The task: Continue the mailing-list post on the reliability of commercial research firms from the point where it stops.

-- BEGIN Given text --

[Air-l] 988 exabytes of info created in 2010
James Howison
jhowison at syr.edu
Tue Mar 6 12:09:10 PST 2007
IDC research huh? Does that qualify as an 'A Journal'? ;)
The results of commercial research firms are always so nicely
packaged and illustrated---and maybe that's one of the reasons that
actual real world decisions are based on them. (50 Rhode Islands?
That sounds like a lot, I'd better buy more ;)
Which, of course, makes them 'important' but for reasons other than
their 'truth'. Their importance seems self-reinforcing: people
listen to these groups because they know that their peers and
customers use them to make decisions, and the more they are used the
more likely others will use them. Sort of the 'no one ever got fired
for believing IDC/Gartner etc' effect.
I have students quoting such 'studies' all the time and I find them
completely unable to discuss the extent to which they believe the
studies and why (at worst the question appears nonsensical to them).
This is perhaps because many of the statistics are pulled from (free)
press releases, like the below, rather than the full (expensive)
reports, but also because the standards of review are completely
opaque, even once the full reports are pulled.
Is anyone aware of research that asks the question, 'how reliable are
the predictions of commercial research firms?'. (Although this study
being sponsored by the 'we sell storage' firm, EMC, so maybe it ought
to be categorized as 'vendor research'!).

-- END Given text --
-- BEGIN Recorded data --

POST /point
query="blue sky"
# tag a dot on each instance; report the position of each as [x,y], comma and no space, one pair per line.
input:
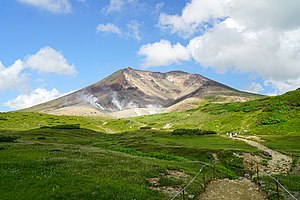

-- END Recorded data --

Exercise result:
Now that would be an interesting article. Perhaps IDC would even
sponsor it :)
--J
On Mar 6, 2007, at 2:35 PM, Janna Anderson wrote:
> http://www.internetnews.com/stats/article.php/3663641
>
> March 6, 2007
> Billions and Billions of Gigabytes Served
> By Clint Boulton
> Internetnews.com
>
> Several reports talk about how the explosion of digital information is
> creating new challenges for companies trying to rein in IT costs.
> Others
> tell us how to cope with these challenges. But none tells us just
> how big
> the information glut will be in the next few years. Until now.
>
> Researcher IDC today released a report, sponsored by information
> management
> vendor EMC, forecasting that as much as 988 billion gigabytes of
> digital
> information will be created in 2010, a six-fold increase from 2006.
>
> Last year, 161 exabytes (exabyte is a billion gigabytes) of digital
> information were created, representing roughly 3 million times the
> information in all the books ever written. Or, if you prefer, the
> equivalent
> of 12 stacks of books, each extending more than 92 million miles
> from the
> earth to the sun.
>
> Whoa.
>
>> From now until 2010, IDC said it expects information will sport a
>> compound
> annual growth rate of 57 percent to hit the 988 exabyte mark.
>
> While IDC isn't pushing any panic buttons yet, Chief Research
> Officer John
> Gantz said all companies, from Wal-Mart to AT&T to the bicycle shop
> down the
> street, will eventually need to employ more sophisticated
> techniques to
> transport, store, secure and replicate the information.
>
> "The diversity of information, from very small packets of info from
> RFID to
> very large video surveillance files, is different among different
> constituencies in an organization," Gantz told internetnews.com.
>
> "You can't treat all data, all packets, and all bytes the same.
> That's where
> you get into interesting situations of classifying data and
> determining what
> you save and what you don't.
>
> Whether it's putting more bytes per platter or moving direct-attached
> storage to storage area networks, Gantz said vendors have to keep
> advancing
> information management technology because the "digital universe" is
> not
> going to stop growing.
>
> Thanks to the Internet, that digital universe is thriving.
>
> Only 48 million people routinely logged onto the Internet in 1996.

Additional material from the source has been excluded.